**THE TASKS**
A - In the blog post about Cormac McCarthy, which three writers does the author say McCarthy is more cast in the mold of?
B - Explain why, according to the blog post about Cormac McCarthy, reading the Atlantic's review of Freedom made the author appreciate McCarthy even more.
C - Proceed with the blog post about Cormac McCarthy, picking up after its final sentence.

**SOURCE DOCUMENT**
◇ ◇ ◇
9.21.2010

More love for Cormac McCarthy

I keep returning to Cormac McCarthy's novels; he may be my favorite fiction writer. He often gets lumped in with "postmodern fiction writers" like Don DeLillo, who is usually 'blamed' for spawning more recent literary figures like Jonathan Franzen, Dave Eggers, Jonathan Safran Foer, and David Foster Wallace. I don't think that's fair to McCarthy. He's more cast in the mold of Conrad, Melville, and Faulkner.

I had just finished reading No Country for Old Men when I stumbled across the first and only negative review I've seen of the new Jonathan Franzen book, Freedom, in the Atlantic. Reading it made me appreciate McCarthy even more, since his novels aren't about 'banality' or 'the mundane' or 'the people next door' --- they're somehow premodern apocalyptic texts in a vaguely postmodern format. Unlike most "postmodern" novels, they don't deny transcendence and revel in vanity, they just find that the one transcendently True element in human(-ist?) existence is the violent will to power (remember the Judge: "War endures"). In a way, it's really quite a Christian view of evil, except for the characters' despair that God seems to have abandoned them and left things to run amok. Evil (of the specifically American variety, kind of like Junot Diaz's "fuku Americanus") portrayed thus has more in common with the work of Flannery O'Connor than with any American 'social fiction' now.

The Atlantic's review complains about Franzen:
Even when he finally loses his temper, the book shows him no respect: the chapter in question is called “The Nice Man’s Anger.” Would he have turned out less of a clown had Freedom been written after the BP spill? I doubt it; Franzen must riff and smirk for our age, the Age of Unseriousness. No sooner does Walter declare his love for his assistant than we are forced to follow him to the bathroom, where, unable to pee, he wastes water in “an unnecessary flush.” How tiresome all of this is; literary fiction has drawn man smaller than life for much, much longer than it ever did the opposite.
◇ ◇ ◇
Position annotation listing
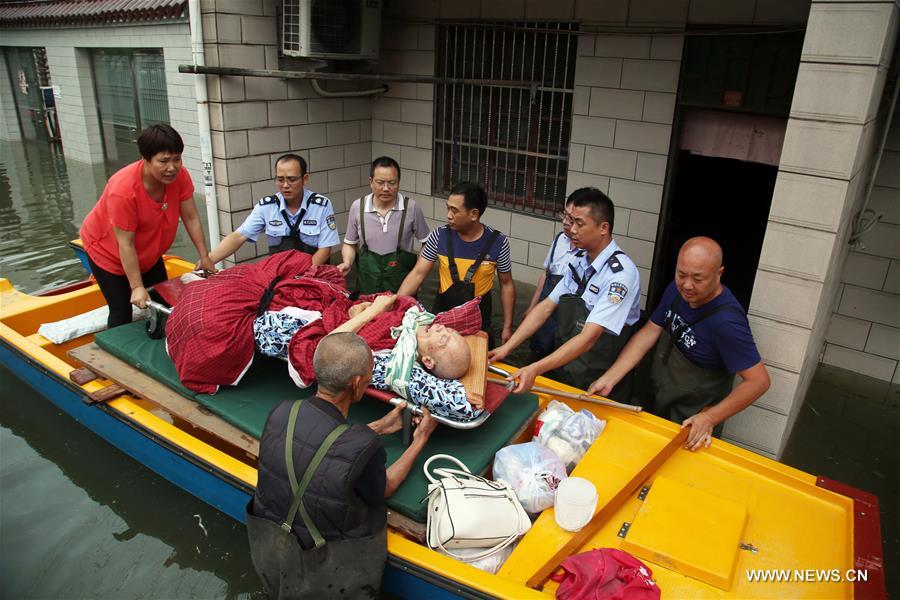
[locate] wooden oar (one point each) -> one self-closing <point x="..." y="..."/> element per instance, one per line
<point x="607" y="510"/>
<point x="582" y="397"/>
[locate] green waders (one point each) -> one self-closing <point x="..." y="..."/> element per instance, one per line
<point x="350" y="568"/>
<point x="381" y="272"/>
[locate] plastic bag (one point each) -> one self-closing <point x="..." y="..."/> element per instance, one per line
<point x="490" y="564"/>
<point x="567" y="433"/>
<point x="532" y="471"/>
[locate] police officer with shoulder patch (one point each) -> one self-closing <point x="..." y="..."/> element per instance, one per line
<point x="596" y="304"/>
<point x="292" y="219"/>
<point x="317" y="522"/>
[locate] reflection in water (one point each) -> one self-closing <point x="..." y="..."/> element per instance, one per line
<point x="44" y="197"/>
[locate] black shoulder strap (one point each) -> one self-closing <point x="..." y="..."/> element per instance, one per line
<point x="485" y="248"/>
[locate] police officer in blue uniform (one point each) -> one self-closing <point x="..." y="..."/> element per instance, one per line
<point x="292" y="219"/>
<point x="597" y="304"/>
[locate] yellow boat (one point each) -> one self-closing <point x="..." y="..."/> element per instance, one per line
<point x="721" y="522"/>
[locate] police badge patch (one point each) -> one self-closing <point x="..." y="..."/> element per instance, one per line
<point x="617" y="292"/>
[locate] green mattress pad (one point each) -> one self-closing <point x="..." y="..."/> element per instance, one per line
<point x="267" y="383"/>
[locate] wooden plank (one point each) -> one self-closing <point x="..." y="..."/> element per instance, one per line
<point x="144" y="386"/>
<point x="82" y="375"/>
<point x="106" y="393"/>
<point x="607" y="510"/>
<point x="476" y="376"/>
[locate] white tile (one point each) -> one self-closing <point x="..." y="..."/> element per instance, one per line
<point x="659" y="107"/>
<point x="785" y="298"/>
<point x="795" y="251"/>
<point x="884" y="341"/>
<point x="870" y="305"/>
<point x="850" y="33"/>
<point x="636" y="195"/>
<point x="651" y="168"/>
<point x="616" y="104"/>
<point x="780" y="344"/>
<point x="645" y="137"/>
<point x="807" y="201"/>
<point x="860" y="362"/>
<point x="847" y="332"/>
<point x="593" y="130"/>
<point x="609" y="161"/>
<point x="622" y="46"/>
<point x="599" y="72"/>
<point x="865" y="271"/>
<point x="650" y="75"/>
<point x="823" y="149"/>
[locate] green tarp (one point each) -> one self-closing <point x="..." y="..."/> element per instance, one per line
<point x="267" y="383"/>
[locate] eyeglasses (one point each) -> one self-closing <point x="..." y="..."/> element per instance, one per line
<point x="380" y="183"/>
<point x="566" y="217"/>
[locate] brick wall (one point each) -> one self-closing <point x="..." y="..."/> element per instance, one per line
<point x="864" y="332"/>
<point x="67" y="55"/>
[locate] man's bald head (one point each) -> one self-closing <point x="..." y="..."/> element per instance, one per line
<point x="339" y="358"/>
<point x="699" y="270"/>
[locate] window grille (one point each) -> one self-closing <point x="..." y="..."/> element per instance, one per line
<point x="513" y="141"/>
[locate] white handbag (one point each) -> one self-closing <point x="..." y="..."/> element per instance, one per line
<point x="468" y="511"/>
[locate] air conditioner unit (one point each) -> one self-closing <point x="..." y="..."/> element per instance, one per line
<point x="333" y="29"/>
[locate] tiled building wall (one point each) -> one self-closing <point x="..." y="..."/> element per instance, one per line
<point x="256" y="119"/>
<point x="69" y="61"/>
<point x="864" y="333"/>
<point x="825" y="162"/>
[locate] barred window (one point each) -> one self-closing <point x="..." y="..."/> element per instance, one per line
<point x="514" y="141"/>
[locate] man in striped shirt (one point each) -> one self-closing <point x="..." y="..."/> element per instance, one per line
<point x="468" y="254"/>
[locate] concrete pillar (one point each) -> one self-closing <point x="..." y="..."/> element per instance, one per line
<point x="825" y="163"/>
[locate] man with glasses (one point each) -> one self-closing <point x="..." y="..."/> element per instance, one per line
<point x="561" y="252"/>
<point x="597" y="305"/>
<point x="292" y="219"/>
<point x="381" y="231"/>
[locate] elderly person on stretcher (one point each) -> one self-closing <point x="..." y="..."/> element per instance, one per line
<point x="282" y="307"/>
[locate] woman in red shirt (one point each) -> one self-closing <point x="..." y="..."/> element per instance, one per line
<point x="135" y="221"/>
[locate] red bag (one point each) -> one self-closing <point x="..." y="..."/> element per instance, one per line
<point x="605" y="574"/>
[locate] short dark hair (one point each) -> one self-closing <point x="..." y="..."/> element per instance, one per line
<point x="384" y="161"/>
<point x="296" y="157"/>
<point x="473" y="196"/>
<point x="159" y="138"/>
<point x="601" y="206"/>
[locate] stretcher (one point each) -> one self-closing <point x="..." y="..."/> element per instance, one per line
<point x="491" y="396"/>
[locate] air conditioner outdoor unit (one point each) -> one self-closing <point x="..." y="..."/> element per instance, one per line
<point x="334" y="29"/>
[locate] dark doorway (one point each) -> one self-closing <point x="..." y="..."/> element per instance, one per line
<point x="727" y="200"/>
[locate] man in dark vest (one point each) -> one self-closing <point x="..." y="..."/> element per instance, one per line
<point x="294" y="218"/>
<point x="707" y="341"/>
<point x="317" y="523"/>
<point x="596" y="304"/>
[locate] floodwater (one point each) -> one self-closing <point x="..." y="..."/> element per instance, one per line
<point x="80" y="519"/>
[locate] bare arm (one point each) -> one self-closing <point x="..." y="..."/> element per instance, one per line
<point x="227" y="246"/>
<point x="322" y="256"/>
<point x="637" y="347"/>
<point x="131" y="266"/>
<point x="413" y="281"/>
<point x="191" y="221"/>
<point x="572" y="349"/>
<point x="537" y="292"/>
<point x="398" y="471"/>
<point x="754" y="383"/>
<point x="508" y="300"/>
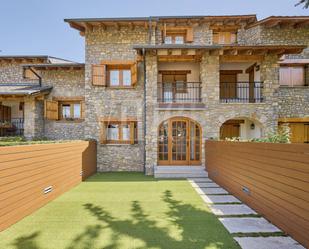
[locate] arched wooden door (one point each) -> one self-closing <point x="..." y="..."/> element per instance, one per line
<point x="179" y="142"/>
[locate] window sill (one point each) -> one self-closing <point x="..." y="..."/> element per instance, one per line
<point x="120" y="87"/>
<point x="70" y="121"/>
<point x="304" y="86"/>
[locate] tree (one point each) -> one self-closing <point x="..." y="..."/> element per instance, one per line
<point x="305" y="2"/>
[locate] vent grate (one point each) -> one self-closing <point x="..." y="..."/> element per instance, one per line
<point x="48" y="189"/>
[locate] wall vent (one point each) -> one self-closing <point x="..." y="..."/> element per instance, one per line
<point x="246" y="190"/>
<point x="48" y="189"/>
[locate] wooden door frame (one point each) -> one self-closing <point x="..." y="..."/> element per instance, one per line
<point x="169" y="162"/>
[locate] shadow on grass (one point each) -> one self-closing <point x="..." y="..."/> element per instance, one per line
<point x="129" y="177"/>
<point x="27" y="242"/>
<point x="196" y="229"/>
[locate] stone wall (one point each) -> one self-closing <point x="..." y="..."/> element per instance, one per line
<point x="113" y="44"/>
<point x="65" y="83"/>
<point x="293" y="102"/>
<point x="215" y="113"/>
◇ ◇ ◇
**ANSWERS TO THE EXERCISE**
A - Conrad, Melville, and Faulkner.

B - McCarthy's novels aren't about "banality," "the mundane," or "the people next door." Instead, they are premodern apocalyptic texts in a vaguely postmodern format.

C -
McCarthy is just the opposite, he's telling the Truth as he paints characters larger than life. Melville does it with Captain Ahab, Conrad does it with Kurtz. In No Country for Old Men, Sheriff Bell wonders:
The stories get passed on and the truth gets passed over. As the sayin goes. Which I reckon some would take as meanin that the truth cant compete. But I dont believe that. I think that when the lies are all told and forgot the truth will be there yet. It dont move about from place to place and it dont change from time to time. You cant corrupt it any more than you can salt salt. You cant corrupt it because that's what it is. It's the thing you're talkin about. I've heard it compared to the rock --- maybe in the bible --- and I wouldnt disagree with that. But it'll be here even when the rock is gone. I'm sure they's people would disagree with that. Quite a few, in fact. But I never could find out what any of them did believe.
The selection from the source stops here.